DIRECTION 1: Rewrite the Westport editorial starting with "With Democrats far" and going on through "begin the year.", putting "parks and beaches" in place of "recreational facilities".
DIRECTION 2:
Answer these questions using the editorial on Westport:
(a) Whom did Diane G. Farrell defeat?
(b) In what year did John V. Lindsay win election as mayor of New York?
(c) Who is the Republican First Selectman beginning the new administration?

Start GIVEN TEXT

For first time since 1997, Westport is starting a new year with the Republican in the first selectman's office and an opportunity to bring all town agencies -- whether under Republican or Democratic control -- together pulling in the same direction. In other words, a chance to stop partisan haggling and really get things done.

Not since Democrat Diane G. Farrell upset Republican incumbent First Selectman Joe Arcudi 17 years ago, has the Republican Party had an opportunity to unite the town by reaching across the aisle to solve problems.

Which reminds me of the campaign slogan that the late New York Republican Mayor John V. Lindsay used to propel himself to victory in 1965, the first Republican to capture City Hall in New York since Fiorello LaGuardia was elected in 1934.

With Democrats far outnumbering Republicans in New York, Lindsay needed to appeal to Democrats. His slogan: "There is no Republican or Democratic way to clean the streets." (Full disclosure: This writer serve as Lindsay's' first press secretary in 1966.)

There is a lesson that can be applied to Westport. The fact is there is no Republican or Democratic way to maintain our recreational facilities, Longshore Club, public library, Police and Fire departments, Planning and Zoning Commission, and so on.

Republican First Selectman Jim Marpe already has pledged that his new administration wants to work with the Democratic minority in town to solve the town's challenges. That's the right note on which to begin the year.

End GIVEN TEXT
Start RECORDED INFORMATION

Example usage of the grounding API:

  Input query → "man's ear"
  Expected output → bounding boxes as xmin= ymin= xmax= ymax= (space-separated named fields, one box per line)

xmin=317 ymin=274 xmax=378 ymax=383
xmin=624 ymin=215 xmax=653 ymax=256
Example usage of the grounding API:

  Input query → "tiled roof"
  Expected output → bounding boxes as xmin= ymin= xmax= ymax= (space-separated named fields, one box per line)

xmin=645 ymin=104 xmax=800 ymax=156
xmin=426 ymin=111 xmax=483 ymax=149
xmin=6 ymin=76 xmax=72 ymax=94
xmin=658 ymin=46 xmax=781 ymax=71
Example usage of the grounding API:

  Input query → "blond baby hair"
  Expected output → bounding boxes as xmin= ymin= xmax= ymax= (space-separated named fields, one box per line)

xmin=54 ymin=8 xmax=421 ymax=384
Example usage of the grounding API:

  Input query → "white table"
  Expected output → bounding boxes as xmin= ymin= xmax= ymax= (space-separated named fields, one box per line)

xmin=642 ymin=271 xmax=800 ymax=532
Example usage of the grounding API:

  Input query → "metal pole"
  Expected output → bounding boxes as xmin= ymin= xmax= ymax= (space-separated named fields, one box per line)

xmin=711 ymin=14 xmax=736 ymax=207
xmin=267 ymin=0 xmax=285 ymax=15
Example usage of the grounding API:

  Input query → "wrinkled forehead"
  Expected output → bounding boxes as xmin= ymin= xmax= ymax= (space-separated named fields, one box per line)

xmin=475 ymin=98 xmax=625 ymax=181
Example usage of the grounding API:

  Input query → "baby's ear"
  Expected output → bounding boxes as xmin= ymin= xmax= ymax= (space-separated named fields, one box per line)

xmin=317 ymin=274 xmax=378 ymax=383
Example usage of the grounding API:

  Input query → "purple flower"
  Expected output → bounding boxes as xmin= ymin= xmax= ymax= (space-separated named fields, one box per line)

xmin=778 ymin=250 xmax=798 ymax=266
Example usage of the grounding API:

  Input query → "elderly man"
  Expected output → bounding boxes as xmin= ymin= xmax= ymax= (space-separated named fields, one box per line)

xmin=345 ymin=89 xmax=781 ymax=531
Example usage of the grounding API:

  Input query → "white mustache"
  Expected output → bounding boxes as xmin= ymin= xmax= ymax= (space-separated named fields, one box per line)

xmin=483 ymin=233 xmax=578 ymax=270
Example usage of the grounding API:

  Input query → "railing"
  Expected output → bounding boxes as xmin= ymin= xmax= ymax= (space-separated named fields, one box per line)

End RECORDED INFORMATION

COMPLETE RESPONSE 1:
With Democrats far outnumbering Republicans in New York, Lindsay needed to appeal to Democrats. His slogan: "There is no Republican or Democratic way to clean the streets." (Full disclosure: This writer serve as Lindsay's' first press secretary in 1966.)

There is a lesson that can be applied to Westport. The fact is there is no Republican or Democratic way to maintain our parks and beaches, Longshore Club, public library, Police and Fire departments, Planning and Zoning Commission, and so on.

Republican First Selectman Jim Marpe already has pledged that his new administration wants to work with the Democratic minority in town to solve the town's challenges. That's the right note on which to begin the year.

COMPLETE RESPONSE 2:
(a) Republican incumbent First Selectman Joe Arcudi.
(b) 1965.
(c) Jim Marpe.